▶ [WRITTEN INSTRUCTION]:
Locate each line in the material below that contains the word "instance" and copy those lines. The match is case-sensitive.

▶ [Records]:

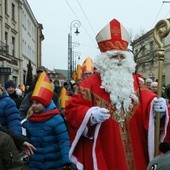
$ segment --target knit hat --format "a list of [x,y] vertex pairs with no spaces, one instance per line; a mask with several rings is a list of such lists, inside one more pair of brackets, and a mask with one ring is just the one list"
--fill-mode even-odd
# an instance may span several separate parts
[[47,107],[53,97],[53,86],[47,74],[43,71],[35,85],[31,100],[36,100]]
[[163,142],[159,150],[164,154],[156,156],[148,165],[147,170],[169,170],[170,169],[170,143]]
[[113,19],[97,34],[96,41],[101,52],[126,51],[130,36],[125,27],[118,20]]
[[16,85],[12,80],[8,80],[5,82],[5,89],[7,89],[8,87],[16,88]]
[[94,72],[94,64],[90,57],[87,57],[83,62],[82,73],[84,74],[85,72]]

▶ [COMPLETE RESPONSE]:
$ segment --target knit hat --format "a list of [x,y] vertex pairs with no spaces, one instance per line; a mask with several rings is a list of such lists, inside one more pair of brackets, and a mask with one ring is just the one list"
# an instance may span several separate parts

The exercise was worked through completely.